======== Trecho selecionado ========

Seu marido, que tinha integrado o exército comunista e na época trabalhava em um pequeno terreno adjacente à casa da família, decidiu se juntar ao novo exército. “Tivemos uma vida boa graças ao salário dele e o do nosso filho”, revela. “Nossos filhos estudaram, o mais velho é engenheiro, a segunda acabou de terminar contabilidade e agora, sem renda, não podemos pagar a escola da pequena”, explica. “Não tenho medo dos talibãs, só quero trabalho para meu marido e meus filhos, para poder viver e pagar a educação de Maryam”, acrescenta ela, enquanto a filha menor, de 12 anos, se esconde timidamente atrás da mãe.
Mohsen Kayumi deve ter sido um dos poucos afegãos que soube do 11 de Setembro pela televisão. “Embora fosse proibido, em casa tínhamos um aparelho escondido e à noite assistiamos TV”, conta o homem de 52 anos, dono de uma pequena loja de joias de ouro. “No início pensamos que fosse um mero acidente de avião. Só entendemos a seriedade quando os EUA ameaçaram os talibãs com um ataque, se não entregassem Bin Laden. Ficamos nos perguntando o que seria de nós”, lembra.

======== Dados disponíveis ========

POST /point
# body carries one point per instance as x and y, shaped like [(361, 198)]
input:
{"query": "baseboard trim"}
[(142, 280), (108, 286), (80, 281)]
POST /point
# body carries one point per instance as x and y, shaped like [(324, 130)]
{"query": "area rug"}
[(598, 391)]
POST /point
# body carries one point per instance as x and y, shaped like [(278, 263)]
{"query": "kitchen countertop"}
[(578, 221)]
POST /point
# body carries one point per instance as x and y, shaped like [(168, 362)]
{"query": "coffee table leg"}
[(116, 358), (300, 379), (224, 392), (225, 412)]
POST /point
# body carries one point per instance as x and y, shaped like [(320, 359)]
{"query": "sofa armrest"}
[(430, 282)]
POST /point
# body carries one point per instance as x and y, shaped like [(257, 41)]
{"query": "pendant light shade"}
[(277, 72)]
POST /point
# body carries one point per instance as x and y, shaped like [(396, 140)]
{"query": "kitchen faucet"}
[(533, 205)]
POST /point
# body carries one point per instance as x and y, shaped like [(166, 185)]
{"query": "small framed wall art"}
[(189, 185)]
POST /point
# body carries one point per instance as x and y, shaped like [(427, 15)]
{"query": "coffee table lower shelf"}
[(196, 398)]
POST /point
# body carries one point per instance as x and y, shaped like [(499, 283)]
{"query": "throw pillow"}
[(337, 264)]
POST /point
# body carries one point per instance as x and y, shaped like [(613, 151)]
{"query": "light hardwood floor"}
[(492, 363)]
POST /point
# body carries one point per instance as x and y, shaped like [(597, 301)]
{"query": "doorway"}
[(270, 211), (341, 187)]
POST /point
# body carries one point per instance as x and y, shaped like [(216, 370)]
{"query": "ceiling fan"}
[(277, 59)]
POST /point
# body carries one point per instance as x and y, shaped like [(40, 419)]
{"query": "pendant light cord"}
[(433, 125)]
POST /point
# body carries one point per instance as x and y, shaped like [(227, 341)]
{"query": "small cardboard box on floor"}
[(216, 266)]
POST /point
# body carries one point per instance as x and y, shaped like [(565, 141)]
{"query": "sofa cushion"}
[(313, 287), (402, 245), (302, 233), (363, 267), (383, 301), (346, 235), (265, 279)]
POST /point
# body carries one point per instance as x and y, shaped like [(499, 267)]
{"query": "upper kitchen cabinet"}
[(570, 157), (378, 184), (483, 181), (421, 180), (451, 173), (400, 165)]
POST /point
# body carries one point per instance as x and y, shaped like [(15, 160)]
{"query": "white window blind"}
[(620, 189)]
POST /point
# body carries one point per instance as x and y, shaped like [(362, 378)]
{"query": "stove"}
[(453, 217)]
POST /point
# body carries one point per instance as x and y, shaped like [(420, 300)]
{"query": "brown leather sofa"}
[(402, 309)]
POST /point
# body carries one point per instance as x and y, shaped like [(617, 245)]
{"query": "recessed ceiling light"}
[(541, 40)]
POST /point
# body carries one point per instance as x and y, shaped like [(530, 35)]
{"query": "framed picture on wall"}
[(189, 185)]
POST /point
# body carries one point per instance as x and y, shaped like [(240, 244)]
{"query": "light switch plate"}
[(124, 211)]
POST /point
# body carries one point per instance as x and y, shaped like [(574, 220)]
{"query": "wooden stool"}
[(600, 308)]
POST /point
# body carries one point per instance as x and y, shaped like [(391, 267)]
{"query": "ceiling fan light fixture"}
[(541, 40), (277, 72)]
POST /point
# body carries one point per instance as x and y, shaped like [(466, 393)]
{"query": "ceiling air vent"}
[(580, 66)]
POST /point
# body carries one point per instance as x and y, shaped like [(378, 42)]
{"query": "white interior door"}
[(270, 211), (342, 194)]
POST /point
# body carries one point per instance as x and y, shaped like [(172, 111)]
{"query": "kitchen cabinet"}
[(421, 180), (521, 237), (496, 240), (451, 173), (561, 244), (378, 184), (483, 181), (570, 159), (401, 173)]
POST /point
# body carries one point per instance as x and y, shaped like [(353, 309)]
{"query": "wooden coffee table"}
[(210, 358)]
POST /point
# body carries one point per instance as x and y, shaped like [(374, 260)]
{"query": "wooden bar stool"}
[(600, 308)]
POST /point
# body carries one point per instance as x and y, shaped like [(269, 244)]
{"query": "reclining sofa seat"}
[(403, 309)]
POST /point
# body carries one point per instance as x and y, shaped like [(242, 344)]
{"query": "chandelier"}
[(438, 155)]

========

◆ Exercício ◆
Segundo o trecho, de que tipo é a loja de Mohsen Kayumi?

◆ Resolução ◆
É uma pequena loja de joias de ouro.